Task
Gather from the material every line that contains the string "door".

═══

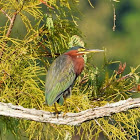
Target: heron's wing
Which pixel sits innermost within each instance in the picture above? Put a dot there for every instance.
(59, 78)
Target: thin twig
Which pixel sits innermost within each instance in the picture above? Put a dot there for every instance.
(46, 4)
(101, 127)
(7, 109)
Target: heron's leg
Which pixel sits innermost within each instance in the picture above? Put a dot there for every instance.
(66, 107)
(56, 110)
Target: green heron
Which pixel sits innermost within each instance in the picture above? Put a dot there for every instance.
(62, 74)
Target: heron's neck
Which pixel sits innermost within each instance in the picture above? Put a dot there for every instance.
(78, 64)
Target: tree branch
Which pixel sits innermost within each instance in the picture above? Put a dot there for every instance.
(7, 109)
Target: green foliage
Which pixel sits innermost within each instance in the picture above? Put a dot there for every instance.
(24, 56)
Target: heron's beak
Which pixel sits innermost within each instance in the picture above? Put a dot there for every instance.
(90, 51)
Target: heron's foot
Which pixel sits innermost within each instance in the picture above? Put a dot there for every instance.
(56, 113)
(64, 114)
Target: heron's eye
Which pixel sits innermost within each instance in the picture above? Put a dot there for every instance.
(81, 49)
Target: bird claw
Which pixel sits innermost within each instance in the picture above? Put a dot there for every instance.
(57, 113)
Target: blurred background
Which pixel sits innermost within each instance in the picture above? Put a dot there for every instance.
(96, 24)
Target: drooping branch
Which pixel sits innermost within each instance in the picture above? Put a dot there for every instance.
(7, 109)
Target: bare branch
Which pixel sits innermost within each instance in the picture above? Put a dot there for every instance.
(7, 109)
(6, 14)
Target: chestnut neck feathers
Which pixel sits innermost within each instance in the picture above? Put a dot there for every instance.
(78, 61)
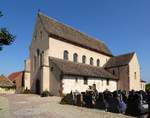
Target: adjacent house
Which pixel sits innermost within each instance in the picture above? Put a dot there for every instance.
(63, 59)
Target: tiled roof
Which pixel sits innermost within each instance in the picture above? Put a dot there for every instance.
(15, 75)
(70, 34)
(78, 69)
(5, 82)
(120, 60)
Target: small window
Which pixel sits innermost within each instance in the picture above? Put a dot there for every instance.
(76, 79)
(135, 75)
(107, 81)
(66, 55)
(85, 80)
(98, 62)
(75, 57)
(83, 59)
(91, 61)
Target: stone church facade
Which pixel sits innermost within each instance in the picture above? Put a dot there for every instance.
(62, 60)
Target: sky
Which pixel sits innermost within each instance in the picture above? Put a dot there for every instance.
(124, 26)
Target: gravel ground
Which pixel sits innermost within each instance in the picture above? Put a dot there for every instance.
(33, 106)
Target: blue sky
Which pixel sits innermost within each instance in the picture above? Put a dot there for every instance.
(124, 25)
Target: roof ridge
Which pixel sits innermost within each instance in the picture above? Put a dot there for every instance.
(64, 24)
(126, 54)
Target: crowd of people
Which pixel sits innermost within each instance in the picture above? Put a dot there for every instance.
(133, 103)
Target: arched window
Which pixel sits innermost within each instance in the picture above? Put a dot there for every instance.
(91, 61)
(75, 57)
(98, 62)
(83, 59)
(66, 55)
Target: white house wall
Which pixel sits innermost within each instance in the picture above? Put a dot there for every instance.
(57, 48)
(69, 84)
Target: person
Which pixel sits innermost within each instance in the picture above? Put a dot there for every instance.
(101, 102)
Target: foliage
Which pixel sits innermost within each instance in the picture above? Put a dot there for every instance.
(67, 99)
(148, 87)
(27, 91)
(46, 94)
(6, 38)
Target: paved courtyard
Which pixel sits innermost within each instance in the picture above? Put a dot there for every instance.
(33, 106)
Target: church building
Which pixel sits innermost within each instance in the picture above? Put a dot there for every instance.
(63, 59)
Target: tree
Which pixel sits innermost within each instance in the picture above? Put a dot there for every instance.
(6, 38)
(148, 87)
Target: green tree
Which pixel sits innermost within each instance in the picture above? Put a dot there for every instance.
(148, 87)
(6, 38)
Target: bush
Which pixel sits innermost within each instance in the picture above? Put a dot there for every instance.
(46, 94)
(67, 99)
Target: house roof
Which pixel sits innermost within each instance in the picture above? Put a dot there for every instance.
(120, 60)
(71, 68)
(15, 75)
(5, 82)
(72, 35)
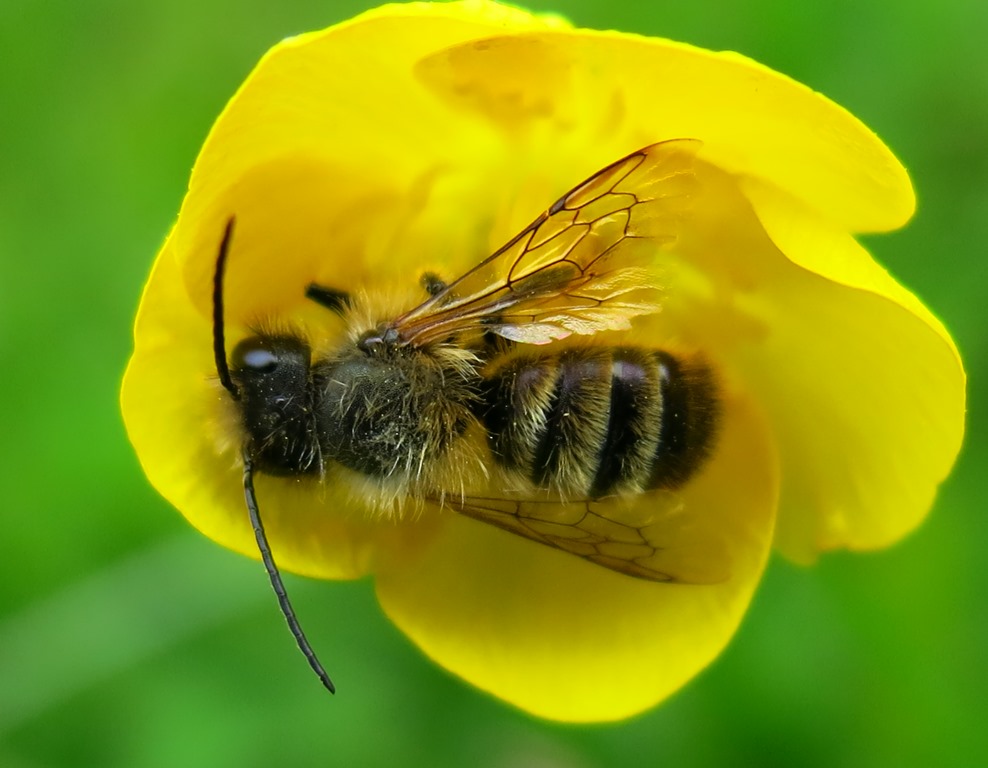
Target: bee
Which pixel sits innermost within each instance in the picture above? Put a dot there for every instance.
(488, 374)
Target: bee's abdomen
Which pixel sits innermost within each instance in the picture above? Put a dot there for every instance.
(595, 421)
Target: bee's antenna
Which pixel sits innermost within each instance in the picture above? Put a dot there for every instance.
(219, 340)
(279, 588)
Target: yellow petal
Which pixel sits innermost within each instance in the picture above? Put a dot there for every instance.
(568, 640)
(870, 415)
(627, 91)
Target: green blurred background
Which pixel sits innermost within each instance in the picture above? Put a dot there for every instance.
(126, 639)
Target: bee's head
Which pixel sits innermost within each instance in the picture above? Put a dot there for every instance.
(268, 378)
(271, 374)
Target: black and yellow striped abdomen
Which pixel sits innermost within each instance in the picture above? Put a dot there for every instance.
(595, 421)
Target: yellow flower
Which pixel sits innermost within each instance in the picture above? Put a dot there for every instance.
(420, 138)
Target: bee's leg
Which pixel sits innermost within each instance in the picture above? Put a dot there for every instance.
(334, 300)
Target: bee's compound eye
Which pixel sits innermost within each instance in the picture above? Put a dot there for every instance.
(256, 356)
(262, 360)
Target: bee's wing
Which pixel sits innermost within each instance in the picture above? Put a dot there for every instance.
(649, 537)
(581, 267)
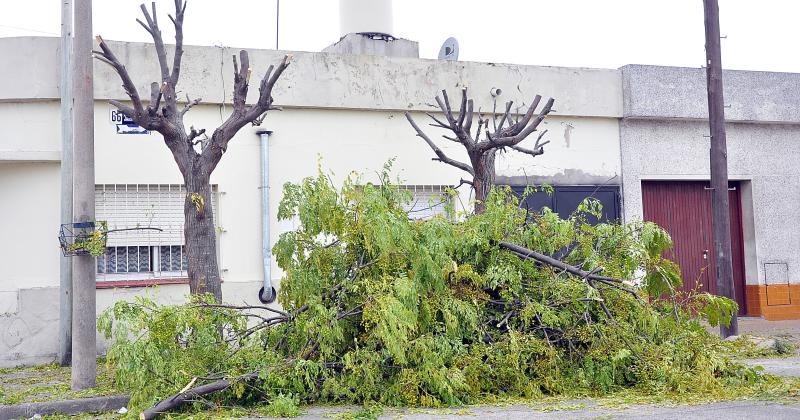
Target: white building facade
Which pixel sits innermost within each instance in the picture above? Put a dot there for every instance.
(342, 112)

═══

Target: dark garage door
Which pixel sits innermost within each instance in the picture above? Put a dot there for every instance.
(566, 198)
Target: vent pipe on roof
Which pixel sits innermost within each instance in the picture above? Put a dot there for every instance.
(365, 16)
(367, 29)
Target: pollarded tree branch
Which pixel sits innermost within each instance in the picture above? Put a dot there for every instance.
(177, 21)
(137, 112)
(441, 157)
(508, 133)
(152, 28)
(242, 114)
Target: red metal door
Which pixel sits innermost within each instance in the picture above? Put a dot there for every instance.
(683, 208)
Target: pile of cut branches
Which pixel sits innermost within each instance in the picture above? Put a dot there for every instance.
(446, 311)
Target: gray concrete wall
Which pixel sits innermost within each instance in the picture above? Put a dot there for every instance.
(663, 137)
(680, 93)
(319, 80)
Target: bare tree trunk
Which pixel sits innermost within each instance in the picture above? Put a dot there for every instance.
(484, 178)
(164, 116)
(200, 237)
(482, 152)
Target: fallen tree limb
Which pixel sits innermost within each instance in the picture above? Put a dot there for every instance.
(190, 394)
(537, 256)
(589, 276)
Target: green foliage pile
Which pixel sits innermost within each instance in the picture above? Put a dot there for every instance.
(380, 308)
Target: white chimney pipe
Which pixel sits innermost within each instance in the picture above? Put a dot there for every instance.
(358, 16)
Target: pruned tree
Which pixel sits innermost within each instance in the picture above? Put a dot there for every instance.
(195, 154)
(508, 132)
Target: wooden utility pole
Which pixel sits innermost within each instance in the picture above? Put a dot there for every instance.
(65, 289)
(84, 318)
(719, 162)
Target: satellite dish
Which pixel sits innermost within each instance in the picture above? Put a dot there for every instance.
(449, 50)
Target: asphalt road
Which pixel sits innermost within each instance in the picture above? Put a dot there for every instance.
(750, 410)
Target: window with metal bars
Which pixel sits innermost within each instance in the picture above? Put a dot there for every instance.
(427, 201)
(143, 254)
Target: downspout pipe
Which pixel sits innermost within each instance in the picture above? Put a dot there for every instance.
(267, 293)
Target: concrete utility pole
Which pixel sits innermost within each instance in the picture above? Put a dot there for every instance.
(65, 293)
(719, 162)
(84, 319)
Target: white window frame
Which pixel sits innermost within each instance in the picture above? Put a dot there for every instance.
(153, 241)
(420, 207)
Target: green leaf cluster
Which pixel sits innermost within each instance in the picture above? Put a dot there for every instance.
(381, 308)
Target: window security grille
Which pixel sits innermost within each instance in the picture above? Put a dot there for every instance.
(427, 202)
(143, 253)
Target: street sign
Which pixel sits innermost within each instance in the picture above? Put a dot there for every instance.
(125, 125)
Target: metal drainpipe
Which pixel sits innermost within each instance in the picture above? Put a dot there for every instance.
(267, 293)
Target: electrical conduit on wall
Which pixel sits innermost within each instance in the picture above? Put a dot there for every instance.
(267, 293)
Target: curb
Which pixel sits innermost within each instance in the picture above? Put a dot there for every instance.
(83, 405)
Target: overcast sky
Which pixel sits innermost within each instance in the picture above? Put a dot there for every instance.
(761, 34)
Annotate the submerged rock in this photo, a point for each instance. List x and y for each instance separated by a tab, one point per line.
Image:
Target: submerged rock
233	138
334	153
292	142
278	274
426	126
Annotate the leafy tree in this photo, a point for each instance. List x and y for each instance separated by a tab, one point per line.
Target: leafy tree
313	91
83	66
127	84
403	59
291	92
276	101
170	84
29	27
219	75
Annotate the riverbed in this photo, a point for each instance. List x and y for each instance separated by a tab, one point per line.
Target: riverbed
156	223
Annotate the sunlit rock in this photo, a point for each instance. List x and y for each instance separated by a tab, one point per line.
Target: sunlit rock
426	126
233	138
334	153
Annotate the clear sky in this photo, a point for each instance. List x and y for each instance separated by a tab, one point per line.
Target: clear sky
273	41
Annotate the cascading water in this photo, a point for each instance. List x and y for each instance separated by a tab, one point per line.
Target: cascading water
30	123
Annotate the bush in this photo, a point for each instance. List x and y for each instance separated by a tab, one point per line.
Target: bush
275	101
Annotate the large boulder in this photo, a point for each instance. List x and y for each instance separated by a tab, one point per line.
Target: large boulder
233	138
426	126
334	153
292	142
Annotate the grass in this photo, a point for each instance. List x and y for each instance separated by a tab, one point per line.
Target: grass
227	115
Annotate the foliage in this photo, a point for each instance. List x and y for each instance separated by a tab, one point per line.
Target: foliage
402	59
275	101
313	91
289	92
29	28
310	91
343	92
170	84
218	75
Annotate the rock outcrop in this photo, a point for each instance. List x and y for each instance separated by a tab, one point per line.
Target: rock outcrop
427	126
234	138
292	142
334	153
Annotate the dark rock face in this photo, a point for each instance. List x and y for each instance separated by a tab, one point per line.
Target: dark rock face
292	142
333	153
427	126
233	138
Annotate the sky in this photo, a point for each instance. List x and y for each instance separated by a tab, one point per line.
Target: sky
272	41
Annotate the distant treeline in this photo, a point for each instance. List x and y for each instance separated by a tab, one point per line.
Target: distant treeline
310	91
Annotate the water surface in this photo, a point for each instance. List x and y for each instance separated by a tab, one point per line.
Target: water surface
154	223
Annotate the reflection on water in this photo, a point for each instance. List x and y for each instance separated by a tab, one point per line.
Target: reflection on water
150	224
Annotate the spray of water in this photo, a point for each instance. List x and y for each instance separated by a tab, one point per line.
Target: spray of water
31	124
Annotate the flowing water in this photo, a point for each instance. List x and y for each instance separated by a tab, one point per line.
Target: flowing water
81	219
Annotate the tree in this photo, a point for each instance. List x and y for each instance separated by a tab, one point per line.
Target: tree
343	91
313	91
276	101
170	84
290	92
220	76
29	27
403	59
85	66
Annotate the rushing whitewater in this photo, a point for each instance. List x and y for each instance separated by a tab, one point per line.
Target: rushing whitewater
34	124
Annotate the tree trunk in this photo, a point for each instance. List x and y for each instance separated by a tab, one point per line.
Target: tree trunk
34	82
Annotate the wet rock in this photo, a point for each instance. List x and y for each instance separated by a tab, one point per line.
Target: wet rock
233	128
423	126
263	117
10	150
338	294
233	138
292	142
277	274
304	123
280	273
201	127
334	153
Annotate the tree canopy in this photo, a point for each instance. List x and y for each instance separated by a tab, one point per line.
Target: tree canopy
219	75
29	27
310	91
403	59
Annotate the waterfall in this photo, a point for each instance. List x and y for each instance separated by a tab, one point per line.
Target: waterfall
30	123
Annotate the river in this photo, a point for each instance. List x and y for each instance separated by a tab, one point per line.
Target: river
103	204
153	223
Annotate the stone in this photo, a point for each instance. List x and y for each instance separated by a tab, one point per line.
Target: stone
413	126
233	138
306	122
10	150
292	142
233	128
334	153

═══

Written answer
Target: dark garage door
Target: red metal door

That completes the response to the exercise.